## [Text]
BEGIN
Published: 19 Mar 2021 20:00

More countries designated as high risk.

Ministers have agreed, on the basis of advice from the Joint Biosecurity Centre, to place additional restrictions on travellers arriving in Scotland from Ethiopia, Oman, Qatar and Somalia.

All passengers travelling to Scotland will be required to enter managed quarantine if they have been in one of these countries in the 10 days before arrival, including people travelling on from elsewhere in the UK or in Ireland.  Exemptions from isolation will be cut, and available only for a short list of essential workers. 

Flights from Qatar will still operate, but Border Force will refuse entry to the UK, using reserved immigration powers, for travellers from those countries who are not British, Irish, or have the right to reside in the UK.  Aviation and maritime crew will not be required to enter managed isolation.

The Joint Biosecurity Centre also assess risk of travel from Portugal and Mauritius is reduced, and they are removed from the list of acute risk countries.  Travellers arriving in Scotland will still enter managed isolation, but additional roles will be considered for exemption.
END
## [Information provided]
BEGIN
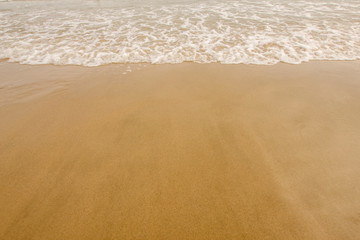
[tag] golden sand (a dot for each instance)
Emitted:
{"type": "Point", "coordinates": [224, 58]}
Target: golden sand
{"type": "Point", "coordinates": [181, 151]}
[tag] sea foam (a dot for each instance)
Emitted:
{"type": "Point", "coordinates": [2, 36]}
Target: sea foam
{"type": "Point", "coordinates": [228, 32]}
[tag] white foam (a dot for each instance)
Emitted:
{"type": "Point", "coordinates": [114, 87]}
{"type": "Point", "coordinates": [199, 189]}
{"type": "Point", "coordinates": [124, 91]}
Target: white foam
{"type": "Point", "coordinates": [229, 32]}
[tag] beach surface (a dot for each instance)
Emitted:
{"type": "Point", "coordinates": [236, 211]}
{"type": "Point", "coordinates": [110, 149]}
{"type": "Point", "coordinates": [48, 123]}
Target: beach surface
{"type": "Point", "coordinates": [184, 151]}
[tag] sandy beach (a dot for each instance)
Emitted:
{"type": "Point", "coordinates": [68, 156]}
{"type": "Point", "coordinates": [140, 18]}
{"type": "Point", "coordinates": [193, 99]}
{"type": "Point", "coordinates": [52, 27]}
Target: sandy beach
{"type": "Point", "coordinates": [184, 151]}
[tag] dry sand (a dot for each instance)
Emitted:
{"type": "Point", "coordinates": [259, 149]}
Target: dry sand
{"type": "Point", "coordinates": [180, 152]}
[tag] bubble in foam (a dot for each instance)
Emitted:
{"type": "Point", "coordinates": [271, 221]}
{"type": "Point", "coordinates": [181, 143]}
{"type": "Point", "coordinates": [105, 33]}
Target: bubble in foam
{"type": "Point", "coordinates": [229, 32]}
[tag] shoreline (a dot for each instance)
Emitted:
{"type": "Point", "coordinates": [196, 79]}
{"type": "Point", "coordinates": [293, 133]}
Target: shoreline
{"type": "Point", "coordinates": [183, 151]}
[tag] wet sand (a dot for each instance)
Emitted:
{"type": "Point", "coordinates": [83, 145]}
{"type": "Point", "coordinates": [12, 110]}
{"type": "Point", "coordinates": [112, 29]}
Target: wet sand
{"type": "Point", "coordinates": [181, 151]}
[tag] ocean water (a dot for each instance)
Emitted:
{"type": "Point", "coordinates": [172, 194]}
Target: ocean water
{"type": "Point", "coordinates": [93, 33]}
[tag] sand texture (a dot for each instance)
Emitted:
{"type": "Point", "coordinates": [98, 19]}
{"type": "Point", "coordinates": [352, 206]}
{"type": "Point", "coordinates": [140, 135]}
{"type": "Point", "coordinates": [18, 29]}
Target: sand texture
END
## [What you need to do]
[1] Translate this sentence from the notice on travel restrictions into Spanish: "Aviation and maritime crew will not be required to enter managed isolation."
[2] Carry on the notice about travel restrictions for Scotland, starting right after its last sentence.

## [Results]
[1] Las tripulaciones aéreas y marítimas no estarán obligadas a someterse al aislamiento gestionado.

[2]
Transport Secretary Michael Matheson said:

“The virus continues to pose real risks to health and to life here and around the world and we need to interrupt the rise in cases, meaning we need to limit the importation of variants of concern. We need to continue the comprehensive approach to managed isolation to reduce risk from new cases and strains entering the country, particularly associated with the variant first identified in South Africa in the case of these countries.

“These changes are essential preventative action and address the risk of new variants entering Scotland with the potential to increase the numbers of cases testing positive or reduce the effectiveness of vaccine.

“Our message remains clear that people should not currently be undertaking non-essential foreign travel. People need to stay at home to help suppress the virus, protect our NHS and save lives.”